- _What is needed_
Copy each of the following records word for word, without changing anything.

- _Information provided_
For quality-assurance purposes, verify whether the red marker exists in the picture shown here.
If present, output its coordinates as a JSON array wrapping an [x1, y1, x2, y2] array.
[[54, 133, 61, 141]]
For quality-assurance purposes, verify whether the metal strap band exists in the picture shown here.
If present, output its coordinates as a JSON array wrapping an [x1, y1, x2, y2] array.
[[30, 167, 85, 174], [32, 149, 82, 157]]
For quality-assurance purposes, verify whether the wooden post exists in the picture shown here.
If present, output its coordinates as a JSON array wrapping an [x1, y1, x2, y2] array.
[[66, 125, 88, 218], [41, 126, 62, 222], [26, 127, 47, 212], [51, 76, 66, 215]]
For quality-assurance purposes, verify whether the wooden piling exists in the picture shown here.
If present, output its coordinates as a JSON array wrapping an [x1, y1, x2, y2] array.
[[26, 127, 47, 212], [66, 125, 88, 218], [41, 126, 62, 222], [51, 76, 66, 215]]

- _Response to the exercise_
For quality-assurance purposes, verify whether the red marker exists in the picture shown here.
If present, output its coordinates as a JSON array wrapping an [x1, y1, x2, y2] array.
[[54, 133, 61, 141]]
For quality-assurance purposes, verify whether the metal strap band exists in the picture shown here.
If present, output its coordinates as a JSON array wrapping an [x1, y1, x2, y2] array.
[[30, 167, 85, 174], [32, 149, 82, 157]]
For quality-assurance purposes, verify whether the wooden post exists in the picture shown here.
If present, output its coordinates as a JSON array wrapping an [x1, y1, x2, y2] array.
[[66, 125, 88, 218], [41, 126, 62, 222], [26, 127, 47, 212], [51, 76, 66, 215]]
For quality-assurance purposes, verify whether the wooden piling exists in the picture shown here.
If present, output its coordinates as a JSON array wrapping an [x1, y1, x2, y2] array.
[[26, 127, 47, 212], [66, 125, 88, 218], [41, 126, 62, 222], [51, 76, 66, 215]]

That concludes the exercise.